─── Dataset excerpts ───

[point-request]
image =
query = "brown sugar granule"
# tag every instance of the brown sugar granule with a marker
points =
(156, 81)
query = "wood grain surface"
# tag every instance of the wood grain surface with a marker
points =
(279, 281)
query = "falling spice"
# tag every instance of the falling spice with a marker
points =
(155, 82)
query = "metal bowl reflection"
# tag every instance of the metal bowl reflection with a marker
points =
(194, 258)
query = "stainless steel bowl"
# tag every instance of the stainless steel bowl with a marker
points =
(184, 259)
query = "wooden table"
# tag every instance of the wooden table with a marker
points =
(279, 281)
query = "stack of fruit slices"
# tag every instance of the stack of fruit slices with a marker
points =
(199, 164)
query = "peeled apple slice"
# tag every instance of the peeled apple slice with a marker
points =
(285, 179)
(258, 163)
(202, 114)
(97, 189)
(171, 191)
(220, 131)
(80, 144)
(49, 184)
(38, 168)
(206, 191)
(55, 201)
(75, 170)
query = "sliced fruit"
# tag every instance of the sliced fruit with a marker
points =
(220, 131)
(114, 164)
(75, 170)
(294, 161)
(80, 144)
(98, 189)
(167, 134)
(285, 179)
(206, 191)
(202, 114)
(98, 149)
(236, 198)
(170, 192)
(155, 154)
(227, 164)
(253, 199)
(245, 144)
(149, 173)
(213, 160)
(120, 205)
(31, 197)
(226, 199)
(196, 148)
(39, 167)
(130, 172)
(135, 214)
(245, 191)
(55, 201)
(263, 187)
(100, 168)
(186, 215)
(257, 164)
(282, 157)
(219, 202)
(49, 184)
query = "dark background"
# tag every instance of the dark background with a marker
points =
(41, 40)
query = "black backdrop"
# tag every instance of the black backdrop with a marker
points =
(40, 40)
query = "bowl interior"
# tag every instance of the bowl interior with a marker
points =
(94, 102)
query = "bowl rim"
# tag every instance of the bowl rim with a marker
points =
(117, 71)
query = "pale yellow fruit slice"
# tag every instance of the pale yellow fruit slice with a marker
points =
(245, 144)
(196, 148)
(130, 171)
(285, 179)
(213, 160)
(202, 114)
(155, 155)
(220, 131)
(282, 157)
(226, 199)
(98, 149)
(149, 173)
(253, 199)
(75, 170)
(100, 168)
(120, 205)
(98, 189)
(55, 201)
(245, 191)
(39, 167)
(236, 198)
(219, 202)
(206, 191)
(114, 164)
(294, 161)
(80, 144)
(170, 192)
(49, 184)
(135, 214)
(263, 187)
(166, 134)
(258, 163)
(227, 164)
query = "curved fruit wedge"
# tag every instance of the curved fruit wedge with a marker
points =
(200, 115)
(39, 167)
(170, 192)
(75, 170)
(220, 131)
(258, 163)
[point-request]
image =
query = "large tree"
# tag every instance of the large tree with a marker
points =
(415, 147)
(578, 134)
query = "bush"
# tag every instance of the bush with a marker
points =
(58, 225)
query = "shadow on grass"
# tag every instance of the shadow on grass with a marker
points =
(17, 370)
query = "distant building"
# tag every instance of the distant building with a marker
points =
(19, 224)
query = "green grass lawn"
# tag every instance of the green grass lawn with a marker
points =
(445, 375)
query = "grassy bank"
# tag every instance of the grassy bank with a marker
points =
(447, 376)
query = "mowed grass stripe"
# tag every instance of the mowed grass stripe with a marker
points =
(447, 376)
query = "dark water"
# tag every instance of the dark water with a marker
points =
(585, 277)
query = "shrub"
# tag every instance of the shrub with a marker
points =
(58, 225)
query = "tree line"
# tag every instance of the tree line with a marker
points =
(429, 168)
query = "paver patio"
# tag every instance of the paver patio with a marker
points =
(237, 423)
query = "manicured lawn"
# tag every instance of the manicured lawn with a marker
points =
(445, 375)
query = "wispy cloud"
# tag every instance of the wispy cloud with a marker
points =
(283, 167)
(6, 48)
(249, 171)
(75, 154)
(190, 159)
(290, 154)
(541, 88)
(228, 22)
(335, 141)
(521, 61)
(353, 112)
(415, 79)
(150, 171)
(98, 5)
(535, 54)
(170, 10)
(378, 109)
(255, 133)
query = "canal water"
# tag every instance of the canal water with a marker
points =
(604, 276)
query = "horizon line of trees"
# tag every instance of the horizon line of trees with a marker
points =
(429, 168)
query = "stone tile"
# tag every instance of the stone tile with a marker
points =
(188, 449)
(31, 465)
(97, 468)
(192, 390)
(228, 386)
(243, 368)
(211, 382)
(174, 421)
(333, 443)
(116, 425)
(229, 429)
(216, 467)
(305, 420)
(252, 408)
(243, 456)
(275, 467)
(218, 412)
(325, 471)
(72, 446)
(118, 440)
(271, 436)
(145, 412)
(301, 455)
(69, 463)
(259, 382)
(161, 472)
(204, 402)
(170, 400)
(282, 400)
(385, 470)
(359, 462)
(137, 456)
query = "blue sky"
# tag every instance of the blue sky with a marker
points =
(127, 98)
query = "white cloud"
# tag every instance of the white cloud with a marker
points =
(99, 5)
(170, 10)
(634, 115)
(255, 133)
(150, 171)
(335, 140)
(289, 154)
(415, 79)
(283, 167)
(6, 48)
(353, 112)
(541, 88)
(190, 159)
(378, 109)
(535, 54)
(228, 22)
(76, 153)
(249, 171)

───
─── Dataset excerpts ───

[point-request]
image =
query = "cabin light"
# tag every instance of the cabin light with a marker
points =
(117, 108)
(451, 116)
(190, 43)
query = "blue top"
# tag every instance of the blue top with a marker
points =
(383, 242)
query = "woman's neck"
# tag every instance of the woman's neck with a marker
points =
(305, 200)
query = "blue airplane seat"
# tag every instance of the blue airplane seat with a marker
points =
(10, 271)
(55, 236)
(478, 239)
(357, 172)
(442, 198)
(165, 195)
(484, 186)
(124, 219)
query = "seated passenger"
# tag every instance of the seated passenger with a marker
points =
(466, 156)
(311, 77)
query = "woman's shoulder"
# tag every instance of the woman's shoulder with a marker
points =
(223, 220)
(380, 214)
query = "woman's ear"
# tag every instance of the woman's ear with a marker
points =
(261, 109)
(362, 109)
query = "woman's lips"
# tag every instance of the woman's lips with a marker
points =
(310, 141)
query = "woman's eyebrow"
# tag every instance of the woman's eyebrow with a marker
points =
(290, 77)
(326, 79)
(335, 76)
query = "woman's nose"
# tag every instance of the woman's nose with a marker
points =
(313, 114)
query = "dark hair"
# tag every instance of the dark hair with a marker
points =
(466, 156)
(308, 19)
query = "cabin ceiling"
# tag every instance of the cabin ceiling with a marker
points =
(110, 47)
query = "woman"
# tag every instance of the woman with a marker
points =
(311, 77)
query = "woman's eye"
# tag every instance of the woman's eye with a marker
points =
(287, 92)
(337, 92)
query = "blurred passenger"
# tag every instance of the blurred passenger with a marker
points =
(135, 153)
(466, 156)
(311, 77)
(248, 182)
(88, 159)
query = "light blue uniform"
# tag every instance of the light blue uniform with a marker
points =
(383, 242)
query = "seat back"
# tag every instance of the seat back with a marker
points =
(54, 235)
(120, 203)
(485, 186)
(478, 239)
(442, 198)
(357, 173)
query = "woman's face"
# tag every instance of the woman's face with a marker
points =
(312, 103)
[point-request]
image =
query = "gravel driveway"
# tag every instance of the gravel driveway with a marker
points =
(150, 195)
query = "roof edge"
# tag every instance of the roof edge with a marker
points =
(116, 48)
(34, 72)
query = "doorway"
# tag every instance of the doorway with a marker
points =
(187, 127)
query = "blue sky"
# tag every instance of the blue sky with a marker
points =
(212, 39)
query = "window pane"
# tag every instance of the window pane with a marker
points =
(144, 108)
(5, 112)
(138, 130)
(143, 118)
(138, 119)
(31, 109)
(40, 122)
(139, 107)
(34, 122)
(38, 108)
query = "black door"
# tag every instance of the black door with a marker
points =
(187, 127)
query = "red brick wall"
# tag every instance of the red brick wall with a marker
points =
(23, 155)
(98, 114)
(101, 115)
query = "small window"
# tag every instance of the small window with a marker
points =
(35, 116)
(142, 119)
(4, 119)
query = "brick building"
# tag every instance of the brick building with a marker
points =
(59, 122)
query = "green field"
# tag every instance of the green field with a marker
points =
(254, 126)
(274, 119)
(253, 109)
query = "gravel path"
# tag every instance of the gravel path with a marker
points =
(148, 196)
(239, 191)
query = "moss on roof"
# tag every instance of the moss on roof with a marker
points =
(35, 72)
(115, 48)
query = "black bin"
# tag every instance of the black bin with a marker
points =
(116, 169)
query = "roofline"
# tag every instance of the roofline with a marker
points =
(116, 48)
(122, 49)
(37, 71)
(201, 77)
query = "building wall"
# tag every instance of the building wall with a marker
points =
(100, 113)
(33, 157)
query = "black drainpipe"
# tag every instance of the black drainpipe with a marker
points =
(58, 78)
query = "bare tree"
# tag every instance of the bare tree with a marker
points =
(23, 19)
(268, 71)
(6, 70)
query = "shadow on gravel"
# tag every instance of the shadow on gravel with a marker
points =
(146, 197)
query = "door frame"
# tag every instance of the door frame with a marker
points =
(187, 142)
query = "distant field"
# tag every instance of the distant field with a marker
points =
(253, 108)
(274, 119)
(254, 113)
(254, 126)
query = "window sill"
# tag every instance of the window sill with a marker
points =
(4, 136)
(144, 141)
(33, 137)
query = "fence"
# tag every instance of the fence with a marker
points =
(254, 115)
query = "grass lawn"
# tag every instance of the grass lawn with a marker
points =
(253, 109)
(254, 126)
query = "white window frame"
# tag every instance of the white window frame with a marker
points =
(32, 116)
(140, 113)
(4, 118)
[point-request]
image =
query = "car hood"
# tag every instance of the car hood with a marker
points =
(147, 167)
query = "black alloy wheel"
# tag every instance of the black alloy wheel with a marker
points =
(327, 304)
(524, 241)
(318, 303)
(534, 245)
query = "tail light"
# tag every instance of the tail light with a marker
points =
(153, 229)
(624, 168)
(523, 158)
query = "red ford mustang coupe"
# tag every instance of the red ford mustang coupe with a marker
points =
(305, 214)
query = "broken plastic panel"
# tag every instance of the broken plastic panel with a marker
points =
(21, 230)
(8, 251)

───

» What you will do: Return every line of the items that contains the word "field", matching case exactly.

» Result of this exercise:
query = "green field"
# tag every instance of the green field with a marker
query = "distant field"
# tag every instance of the distant field with a marker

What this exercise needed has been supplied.